• _Photo labels with bounding boxes_:
************

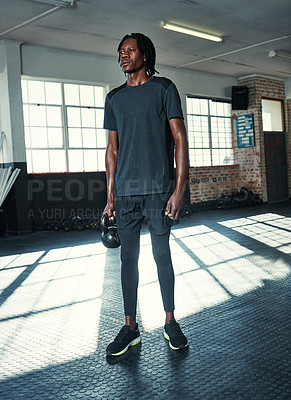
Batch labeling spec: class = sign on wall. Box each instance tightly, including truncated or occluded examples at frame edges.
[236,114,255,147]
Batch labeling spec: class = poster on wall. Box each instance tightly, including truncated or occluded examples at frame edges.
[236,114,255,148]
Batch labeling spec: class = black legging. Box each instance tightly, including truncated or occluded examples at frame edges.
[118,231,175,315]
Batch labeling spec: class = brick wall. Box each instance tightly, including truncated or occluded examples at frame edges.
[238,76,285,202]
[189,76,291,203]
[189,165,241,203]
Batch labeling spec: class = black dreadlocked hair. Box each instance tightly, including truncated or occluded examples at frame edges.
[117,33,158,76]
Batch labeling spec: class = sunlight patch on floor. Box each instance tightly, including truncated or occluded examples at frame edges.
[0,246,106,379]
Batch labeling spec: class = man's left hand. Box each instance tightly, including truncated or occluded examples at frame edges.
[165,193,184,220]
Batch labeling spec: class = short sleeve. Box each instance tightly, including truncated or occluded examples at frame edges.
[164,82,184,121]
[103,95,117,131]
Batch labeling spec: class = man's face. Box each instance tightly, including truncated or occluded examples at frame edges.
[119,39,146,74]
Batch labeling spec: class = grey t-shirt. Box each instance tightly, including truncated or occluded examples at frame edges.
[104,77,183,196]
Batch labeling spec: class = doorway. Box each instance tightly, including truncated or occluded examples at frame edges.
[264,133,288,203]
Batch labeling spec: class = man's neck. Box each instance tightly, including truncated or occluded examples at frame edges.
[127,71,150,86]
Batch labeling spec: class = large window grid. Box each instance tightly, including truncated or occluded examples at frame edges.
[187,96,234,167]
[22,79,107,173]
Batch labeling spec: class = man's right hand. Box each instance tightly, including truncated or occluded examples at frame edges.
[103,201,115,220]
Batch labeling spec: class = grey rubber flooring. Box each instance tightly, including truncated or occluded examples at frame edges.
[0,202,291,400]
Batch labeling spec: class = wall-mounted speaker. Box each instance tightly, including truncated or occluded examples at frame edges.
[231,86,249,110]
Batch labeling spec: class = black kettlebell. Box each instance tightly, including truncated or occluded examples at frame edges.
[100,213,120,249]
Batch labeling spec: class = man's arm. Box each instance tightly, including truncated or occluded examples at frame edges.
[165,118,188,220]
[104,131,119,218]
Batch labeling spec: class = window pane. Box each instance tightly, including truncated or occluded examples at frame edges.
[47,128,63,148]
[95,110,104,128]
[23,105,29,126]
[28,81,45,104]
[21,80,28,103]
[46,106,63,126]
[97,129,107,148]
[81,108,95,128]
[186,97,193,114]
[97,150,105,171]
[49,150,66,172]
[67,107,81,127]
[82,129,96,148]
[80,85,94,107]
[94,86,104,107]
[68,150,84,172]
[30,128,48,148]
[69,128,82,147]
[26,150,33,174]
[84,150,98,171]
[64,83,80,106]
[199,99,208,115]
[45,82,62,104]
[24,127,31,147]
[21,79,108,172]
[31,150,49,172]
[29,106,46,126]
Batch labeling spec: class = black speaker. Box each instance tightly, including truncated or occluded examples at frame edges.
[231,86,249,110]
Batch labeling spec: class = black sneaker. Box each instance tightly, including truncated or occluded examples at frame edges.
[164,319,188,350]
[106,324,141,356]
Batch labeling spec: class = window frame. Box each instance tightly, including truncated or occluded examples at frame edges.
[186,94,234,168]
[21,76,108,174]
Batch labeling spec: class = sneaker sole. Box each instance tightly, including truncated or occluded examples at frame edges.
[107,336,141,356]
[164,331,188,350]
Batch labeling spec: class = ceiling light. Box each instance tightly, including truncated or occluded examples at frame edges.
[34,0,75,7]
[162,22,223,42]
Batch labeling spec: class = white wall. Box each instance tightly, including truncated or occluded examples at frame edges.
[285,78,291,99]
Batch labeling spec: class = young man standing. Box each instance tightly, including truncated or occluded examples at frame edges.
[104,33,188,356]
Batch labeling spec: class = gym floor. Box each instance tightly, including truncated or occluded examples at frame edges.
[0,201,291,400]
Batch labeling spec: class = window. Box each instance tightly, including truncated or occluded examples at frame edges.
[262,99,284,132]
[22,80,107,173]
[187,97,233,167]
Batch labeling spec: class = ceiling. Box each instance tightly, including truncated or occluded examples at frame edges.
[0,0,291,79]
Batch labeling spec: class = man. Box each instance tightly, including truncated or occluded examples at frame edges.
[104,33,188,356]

************

Copy the stretch of items from the line containing "Batch labeling spec: class = short" through the line containing "[0,202,291,400]", reproducing each line without any change.

Batch labeling spec: class = short sleeve. Box each instance tightly, including truncated or occluded examples at frame edges.
[164,82,184,121]
[103,95,117,131]
Batch labeling spec: class = man's face. Box each instance tightly, including truncated or occluded examples at frame edges.
[119,39,146,74]
Batch labeling spec: class = grey t-shirt. Box each instance tightly, including truncated or occluded examples at frame edges.
[104,77,183,196]
Batch labeling spec: class = doorway. Box each instance tightly, including truncated or occluded examples at frame edges.
[264,133,288,203]
Batch labeling spec: class = man's neck. Box each instance tightly, including truncated or occluded examples at frame edges.
[127,71,150,86]
Batch labeling spec: class = large window grid. Box each instance tightly, including truncated or occluded examples at frame edges.
[187,96,234,167]
[22,79,107,173]
Batch labeling spec: class = man's right hand. Box each instance tightly, including truncated or occluded examples at frame edges.
[103,201,115,220]
Batch labeling spec: class = grey rubber flooring. Box each instance tightly, including truncated or occluded examples at frame edges.
[0,202,291,400]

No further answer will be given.